## Picture annotation entries
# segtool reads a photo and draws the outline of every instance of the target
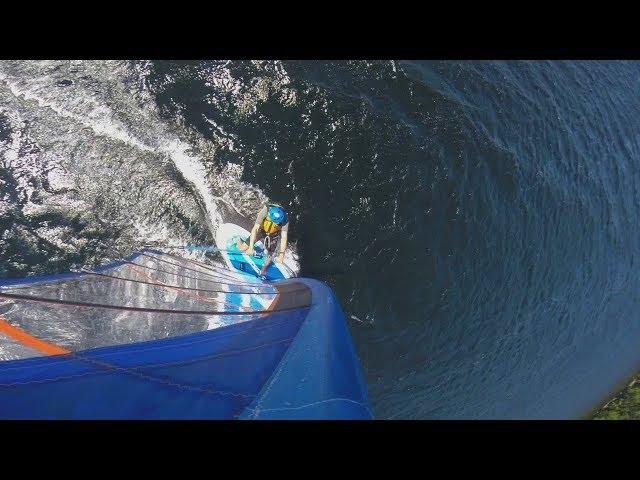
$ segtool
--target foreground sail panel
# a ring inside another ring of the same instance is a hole
[[[0,363],[11,419],[226,419],[256,396],[306,311],[161,341]]]
[[[0,281],[0,418],[371,418],[323,283],[144,250]]]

## TASK DESCRIPTION
Turn the entries above into a two-column CSV with the columns input and output. Give one row per entry that holds its text and its answer, put each value in a single quoted field with line breaks replaced by spaces, and leave the pictures out.

## EXPECTED ANSWER
input,output
"# segtool reads a photo and draws the outline of every instance of the target $ segtool --target foreground sail panel # a ring inside another ring of the same instance is a hole","[[[0,363],[11,419],[226,419],[256,396],[306,311],[161,341]]] [[[0,281],[0,418],[371,418],[323,283],[144,250]]]"